Background: Cytokines such as tumor necrosis factor (TNF)-alpha and interleukin (IL)-10 play significant roles in the inflammatory and immune responses that mediate allograft rejection. The presence of a G-->A polymorphism at position -308 in the promoter region of the TNF-alpha gene increased its transcription 6- to 7-fold. A similar polymorphism at position -1082 of the IL-10 promoter results in decreased production of IL-10 protein. In this study we have determined whether the single nucleotide polymorphisms in the promoter regions of the TNF-alpha and IL-10 genes can predict the outcome of the allograft in liver recipients.
Methods: DNA was extracted from whole blood of liver recipients. The genotype of the patients was determined by polymerase chain reaction using sequence-specific primers. The level of TNF-alpha and IL-10 protein was measured by ELISA after stimulation of peripheral blood mononuclear cells with concanavalin A.

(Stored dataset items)
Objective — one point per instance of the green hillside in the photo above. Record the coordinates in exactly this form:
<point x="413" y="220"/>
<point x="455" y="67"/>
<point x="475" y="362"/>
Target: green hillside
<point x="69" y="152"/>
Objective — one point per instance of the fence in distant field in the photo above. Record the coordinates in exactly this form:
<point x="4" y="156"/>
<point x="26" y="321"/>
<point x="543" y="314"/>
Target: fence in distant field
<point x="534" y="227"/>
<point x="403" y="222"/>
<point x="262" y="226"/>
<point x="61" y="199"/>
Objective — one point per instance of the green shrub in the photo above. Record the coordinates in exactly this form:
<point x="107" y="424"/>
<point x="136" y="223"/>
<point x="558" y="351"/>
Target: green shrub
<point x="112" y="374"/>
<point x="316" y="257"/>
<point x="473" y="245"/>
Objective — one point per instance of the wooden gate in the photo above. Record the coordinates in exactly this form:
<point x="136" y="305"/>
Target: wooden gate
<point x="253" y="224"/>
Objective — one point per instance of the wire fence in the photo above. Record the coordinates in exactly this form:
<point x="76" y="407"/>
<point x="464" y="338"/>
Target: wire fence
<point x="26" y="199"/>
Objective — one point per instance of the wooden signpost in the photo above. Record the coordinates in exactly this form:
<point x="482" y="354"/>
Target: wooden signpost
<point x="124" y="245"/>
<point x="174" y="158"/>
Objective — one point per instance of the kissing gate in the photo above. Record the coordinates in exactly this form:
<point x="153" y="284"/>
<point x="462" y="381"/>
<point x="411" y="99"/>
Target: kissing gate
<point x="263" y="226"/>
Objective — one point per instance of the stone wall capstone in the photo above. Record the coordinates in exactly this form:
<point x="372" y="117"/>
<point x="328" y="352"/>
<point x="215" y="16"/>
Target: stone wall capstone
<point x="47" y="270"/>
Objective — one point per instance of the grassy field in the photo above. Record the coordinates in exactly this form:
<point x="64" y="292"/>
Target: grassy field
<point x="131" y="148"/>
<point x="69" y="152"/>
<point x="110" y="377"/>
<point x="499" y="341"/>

Questions to answer ::
a) In the abstract on TNF-alpha and IL-10 gene polymorphisms in liver recipients, how much did the G-->A polymorphism at position -308 of the TNF-alpha promoter increase transcription?
b) Proceed with the abstract on TNF-alpha and IL-10 gene polymorphisms in liver recipients, picking up right after its final sentence.

Task responses ::
a) It increased transcription 6- to 7-fold.

b)
Results: There was significant correlation between acute cellular rejection and the presence of the -308A polymorphism (P<0.001), with 8 of 13 patients with the TNF-alpha polymorphism having evidence of acute rejection. Cell stimulation studies revealed that the level of TNF-alpha protein produced by patients with liver rejection was significantly higher than for patients without rejection (P=0.001). There were no strong associations between the presence of the IL-10 polymorphisms and rejection (P=0.71).
Conclusions: This study adds to the understanding of the role of cytokine polymorphisms in liver transplants. The data suggest that cytokine promoter polymorphisms may be a risk factor associated with allograft rejection in the liver.